▶ SOURCE RECORDS

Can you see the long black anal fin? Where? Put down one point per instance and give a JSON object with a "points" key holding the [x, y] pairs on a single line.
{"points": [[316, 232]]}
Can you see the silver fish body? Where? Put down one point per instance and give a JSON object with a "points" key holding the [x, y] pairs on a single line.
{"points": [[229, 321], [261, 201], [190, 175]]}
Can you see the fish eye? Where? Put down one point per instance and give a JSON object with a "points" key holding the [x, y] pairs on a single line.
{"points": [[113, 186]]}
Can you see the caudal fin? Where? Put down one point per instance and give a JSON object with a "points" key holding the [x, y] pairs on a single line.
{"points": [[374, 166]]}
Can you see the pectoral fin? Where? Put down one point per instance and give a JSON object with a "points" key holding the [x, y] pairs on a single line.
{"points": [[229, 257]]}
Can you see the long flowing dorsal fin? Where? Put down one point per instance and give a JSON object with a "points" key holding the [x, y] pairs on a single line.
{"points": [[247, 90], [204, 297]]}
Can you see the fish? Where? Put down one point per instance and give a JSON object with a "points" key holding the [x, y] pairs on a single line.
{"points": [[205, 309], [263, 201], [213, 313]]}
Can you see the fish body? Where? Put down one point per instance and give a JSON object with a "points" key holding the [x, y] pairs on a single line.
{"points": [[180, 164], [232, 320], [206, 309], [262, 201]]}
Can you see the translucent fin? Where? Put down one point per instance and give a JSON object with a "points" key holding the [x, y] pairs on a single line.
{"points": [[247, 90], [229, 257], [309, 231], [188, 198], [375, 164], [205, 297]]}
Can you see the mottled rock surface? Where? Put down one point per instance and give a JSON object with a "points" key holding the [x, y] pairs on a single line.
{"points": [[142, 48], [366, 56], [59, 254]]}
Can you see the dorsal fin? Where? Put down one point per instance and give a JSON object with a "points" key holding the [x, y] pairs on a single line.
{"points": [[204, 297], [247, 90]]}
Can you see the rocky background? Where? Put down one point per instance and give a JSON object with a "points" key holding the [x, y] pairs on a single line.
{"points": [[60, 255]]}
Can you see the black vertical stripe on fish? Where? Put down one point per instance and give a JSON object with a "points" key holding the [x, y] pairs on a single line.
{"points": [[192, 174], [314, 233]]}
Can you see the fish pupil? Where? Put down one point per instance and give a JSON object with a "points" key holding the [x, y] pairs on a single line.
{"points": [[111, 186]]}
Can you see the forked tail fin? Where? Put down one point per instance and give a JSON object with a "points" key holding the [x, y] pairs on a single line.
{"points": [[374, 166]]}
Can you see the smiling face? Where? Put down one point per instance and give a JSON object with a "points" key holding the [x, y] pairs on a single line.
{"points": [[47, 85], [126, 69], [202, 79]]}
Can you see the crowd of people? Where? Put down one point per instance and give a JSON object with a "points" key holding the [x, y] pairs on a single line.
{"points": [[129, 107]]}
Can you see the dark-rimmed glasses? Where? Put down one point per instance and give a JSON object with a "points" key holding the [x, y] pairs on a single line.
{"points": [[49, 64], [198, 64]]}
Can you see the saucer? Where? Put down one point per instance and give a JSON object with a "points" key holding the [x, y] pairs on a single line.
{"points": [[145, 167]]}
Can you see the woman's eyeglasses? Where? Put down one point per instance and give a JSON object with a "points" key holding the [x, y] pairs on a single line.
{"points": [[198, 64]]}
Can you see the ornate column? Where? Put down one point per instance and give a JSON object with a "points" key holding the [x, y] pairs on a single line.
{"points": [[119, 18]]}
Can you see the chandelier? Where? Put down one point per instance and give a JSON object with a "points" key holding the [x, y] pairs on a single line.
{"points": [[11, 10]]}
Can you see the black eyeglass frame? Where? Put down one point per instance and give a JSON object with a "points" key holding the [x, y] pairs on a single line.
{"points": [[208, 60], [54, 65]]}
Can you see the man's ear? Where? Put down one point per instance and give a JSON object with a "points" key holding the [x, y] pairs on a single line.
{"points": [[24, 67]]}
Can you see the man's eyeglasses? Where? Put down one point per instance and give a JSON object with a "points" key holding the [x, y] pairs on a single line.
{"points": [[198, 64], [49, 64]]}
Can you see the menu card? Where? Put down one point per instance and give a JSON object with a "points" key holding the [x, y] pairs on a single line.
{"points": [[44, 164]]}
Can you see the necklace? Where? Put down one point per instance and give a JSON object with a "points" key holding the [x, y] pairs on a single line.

▶ ASSIGNMENT
Taking care to miss no line, set down the whole listing above exactly.

▶ ANSWER FOR THE TASK
Can you see the long black anal fin? Where? Put down one point per instance and give a JSON object with a "points" key holding the [x, y] pairs on a single line.
{"points": [[316, 232]]}
Can you see the silver fish body? Where? Put down one point per instance and give a JSON object with a "points" key holding the [x, y] pairs on a single line.
{"points": [[229, 321], [261, 201], [190, 175]]}
Can you see the fish eye? Where? Put down one point per instance and give a JSON object with a "points" key holding the [x, y] pairs on a single line.
{"points": [[113, 186]]}
Can you see the caudal fin? Where? Put down one point per instance and give a JSON object with a "points" key holding the [x, y] pairs on a single line.
{"points": [[374, 166]]}
Can you see the pectoral fin? Where? Put down one point per instance and give a JSON object with a "points" key holding the [x, y] pairs on a single line.
{"points": [[229, 257]]}
Can you see the long flowing dorsal fin? Where? Put down one point per instance and give a JSON object with a "points" key holding the [x, y] pairs on a single line.
{"points": [[247, 90], [204, 297]]}
Can you see the fish? Where? Put down one point per instance and give a JSON object with a "points" key holding the [x, y] pairs on a single line.
{"points": [[205, 309], [263, 201], [213, 313]]}
Can you see the fish body? Where? Put down one point per instance and give a JSON object with a "points" key holding the [x, y] pairs on a single line.
{"points": [[180, 164], [232, 320], [206, 309], [262, 201]]}
Can you see the translucent fin? Where? Put down one point per instance and give a JSON object with a "points" key holding the [x, y] pairs on a single line.
{"points": [[247, 90], [229, 257], [309, 231], [188, 198], [375, 164], [205, 297]]}
Can you see the mottled rock surface? Where? Put down one point per instance and give a JSON object with a "points" key holding the [x, y] pairs on a single line.
{"points": [[142, 48], [366, 56], [59, 254]]}
Can you see the dorsal fin? Where? Put down one point per instance and give a JSON object with a "points" key holding the [x, y] pairs on a single line.
{"points": [[204, 297], [247, 90]]}
Can you see the rocky background? Where? Put down one point per instance and give a JSON object with a "points" key holding the [x, y] pairs on a single line.
{"points": [[60, 255]]}
Can you see the black vertical stripe on fish? Where? Put down one point per instance and give a JSON object with a "points" key holding the [x, y] pairs on a single line.
{"points": [[192, 174], [314, 233]]}
Can you see the fish pupil? Where? Put down one point per instance and give a JSON object with a "points" key holding the [x, y] pairs on a single line.
{"points": [[111, 186]]}
Can you see the forked tail fin? Where? Put down one point per instance and give a JSON object with a "points" key holding the [x, y] pairs on a single line.
{"points": [[374, 166]]}
Can you see the smiling face? Where? Put down one point per instance and give a JSON object with a "points" key holding the [x, y] pairs on a single line.
{"points": [[47, 85], [126, 69], [202, 79]]}
Can you see the crowd of people? Where? Put down one point per instance and give a JSON object with a "points" key holding the [x, y] pairs on a single line.
{"points": [[129, 107]]}
Can you see the dark-rimmed glasses? Where? Put down one point per instance and give a JSON object with a "points" key holding the [x, y] pairs on a single line.
{"points": [[49, 64], [198, 64]]}
Can you see the saucer? Where? Put down one point per instance and give a JSON object with a "points" key holding the [x, y] pairs on a single line.
{"points": [[145, 167]]}
Can you see the woman's eyeglasses? Where? Put down one point per instance and give a JSON object with a "points" key holding the [x, y] pairs on a single line.
{"points": [[198, 64]]}
Can you see the ornate column? Where? Put down one point per instance and give a JSON object with a "points" key holding the [x, y] pairs on a single line.
{"points": [[119, 18]]}
Can you see the chandelier? Where? Put down one point per instance and give a JSON object with a "points" key holding the [x, y] pairs on a single line.
{"points": [[11, 10]]}
Can you see the black eyeglass frame? Where? Put down one point per instance and give a JSON object with a "points" key holding the [x, y] pairs on a single line.
{"points": [[208, 60], [54, 65]]}
Can you see the man's ear? Where? Put down one point per instance and give a JSON object with a "points" key holding the [x, y] pairs on a single line.
{"points": [[24, 67]]}
Can you see the man's eyeglasses? Where? Put down one point per instance and give a JSON object with a "points" key holding the [x, y] pairs on a single line.
{"points": [[198, 64], [49, 64]]}
Can you see the menu card? Where? Put down one point per instance and give a JSON object with a "points" key holding the [x, y] pairs on a single line.
{"points": [[44, 164]]}
Can you see the necklace? Where? Put down one point per instance and give a JSON object with a "points" key holding the [x, y] pairs on a single line.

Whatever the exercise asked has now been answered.